- [DIRECTIONS FOR THIS TASK]: From the entries that follow, reproduce exactly and only the lines from the line with "Please point out the smiling" to the line with "Please point out the skin", endpoints included.

====

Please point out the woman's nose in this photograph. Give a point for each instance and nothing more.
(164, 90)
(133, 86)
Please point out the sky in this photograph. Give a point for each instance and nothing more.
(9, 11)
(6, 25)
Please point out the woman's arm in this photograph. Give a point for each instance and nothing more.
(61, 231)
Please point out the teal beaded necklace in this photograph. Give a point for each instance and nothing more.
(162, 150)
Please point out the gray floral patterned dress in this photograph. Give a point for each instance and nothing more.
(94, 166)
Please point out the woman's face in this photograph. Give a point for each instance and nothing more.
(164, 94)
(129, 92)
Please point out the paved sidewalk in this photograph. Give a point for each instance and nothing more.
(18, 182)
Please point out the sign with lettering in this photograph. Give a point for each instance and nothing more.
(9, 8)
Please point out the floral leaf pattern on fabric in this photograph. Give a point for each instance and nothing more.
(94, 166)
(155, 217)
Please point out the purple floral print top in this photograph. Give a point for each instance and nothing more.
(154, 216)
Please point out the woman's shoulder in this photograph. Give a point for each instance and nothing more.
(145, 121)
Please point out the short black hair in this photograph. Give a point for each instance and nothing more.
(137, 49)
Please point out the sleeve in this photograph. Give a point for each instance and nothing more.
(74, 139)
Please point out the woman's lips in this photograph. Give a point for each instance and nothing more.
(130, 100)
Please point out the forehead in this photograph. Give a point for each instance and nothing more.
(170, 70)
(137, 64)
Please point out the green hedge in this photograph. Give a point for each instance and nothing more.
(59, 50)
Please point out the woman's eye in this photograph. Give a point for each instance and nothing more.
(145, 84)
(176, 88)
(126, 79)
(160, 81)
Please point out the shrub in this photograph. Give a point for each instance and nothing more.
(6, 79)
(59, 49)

====

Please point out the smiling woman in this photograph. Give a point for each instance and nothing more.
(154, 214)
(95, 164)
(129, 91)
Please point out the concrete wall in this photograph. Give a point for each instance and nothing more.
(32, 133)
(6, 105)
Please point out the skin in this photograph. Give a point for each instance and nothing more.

====

- [SOLUTION FOR THIS PROBLEM]:
Please point out the smiling woman in this photograph. Give a point for each instance and nothing more.
(154, 214)
(95, 164)
(129, 91)
Please point out the concrete wall in this photograph. Give a point for each instance and nothing more.
(32, 133)
(6, 105)
Please point out the skin in this photograph. Give a point for each instance and nothing more.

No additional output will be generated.